=== Recorded data ===

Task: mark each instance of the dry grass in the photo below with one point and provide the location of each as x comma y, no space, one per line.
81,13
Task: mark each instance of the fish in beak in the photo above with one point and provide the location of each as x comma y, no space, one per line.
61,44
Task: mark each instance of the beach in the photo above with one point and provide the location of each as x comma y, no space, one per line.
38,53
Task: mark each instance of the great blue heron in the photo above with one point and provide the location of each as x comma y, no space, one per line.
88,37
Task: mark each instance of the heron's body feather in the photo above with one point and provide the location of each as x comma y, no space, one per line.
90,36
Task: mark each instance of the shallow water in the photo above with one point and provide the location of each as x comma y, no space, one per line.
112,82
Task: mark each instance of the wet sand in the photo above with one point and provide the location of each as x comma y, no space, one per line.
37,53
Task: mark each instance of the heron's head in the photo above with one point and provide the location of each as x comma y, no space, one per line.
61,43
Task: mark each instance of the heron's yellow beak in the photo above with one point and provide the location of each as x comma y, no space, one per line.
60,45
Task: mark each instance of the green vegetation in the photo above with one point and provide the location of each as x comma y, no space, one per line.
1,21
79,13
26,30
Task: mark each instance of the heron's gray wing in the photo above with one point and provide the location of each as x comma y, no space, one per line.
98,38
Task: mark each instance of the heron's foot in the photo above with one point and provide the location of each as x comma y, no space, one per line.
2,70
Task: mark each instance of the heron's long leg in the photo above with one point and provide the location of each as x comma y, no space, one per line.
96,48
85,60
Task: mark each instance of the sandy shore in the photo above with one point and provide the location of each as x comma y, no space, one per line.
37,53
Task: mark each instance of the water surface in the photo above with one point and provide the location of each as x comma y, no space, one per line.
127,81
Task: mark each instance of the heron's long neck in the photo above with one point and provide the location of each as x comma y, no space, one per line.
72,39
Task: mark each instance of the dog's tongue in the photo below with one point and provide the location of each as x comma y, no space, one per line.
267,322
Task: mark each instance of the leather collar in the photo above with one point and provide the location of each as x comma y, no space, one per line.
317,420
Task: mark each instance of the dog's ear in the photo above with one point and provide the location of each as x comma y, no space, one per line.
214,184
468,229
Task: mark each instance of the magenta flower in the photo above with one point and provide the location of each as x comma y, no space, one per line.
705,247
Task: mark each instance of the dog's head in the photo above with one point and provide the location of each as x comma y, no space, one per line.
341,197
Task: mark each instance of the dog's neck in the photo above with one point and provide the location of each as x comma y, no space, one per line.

===

Set down, word for word, every line from the line that holds "Task: mark each instance of the water" to the end of the entries above, including both ends.

== Task answer ==
Task: mark each instance of the water surface in the photo above with one point and provide the location of each as x comma y, no space, one per line.
127,81
Task: mark each instance of the heron's long neck in the photo above with one point and provide the location of each as x comma y, no space, one per line.
72,39
Task: mark each instance of the dog's tongue in the photo below with one point and provide the location of each as x comma y, no space, one per line.
267,322
Task: mark each instance of the leather collar in the photo above with one point and provide the location of each as x comma y, no space, one per line.
317,420
Task: mark each instance of the dog's ear in the photo above with one point and provide the location of each as x comma y, no space, one per line.
214,184
468,229
Task: mark each instance of the magenta flower in the photo above with one point and provide the location of each as x comma y, no space, one per line.
705,247
Task: mark each instance of the dog's head in the photo above with one point and provide the location of each as x comma y, no space, one per line.
341,197
Task: mark each instance of the dog's neck in the photo above with one point and provide the location of each as x comma y, no space, one per line.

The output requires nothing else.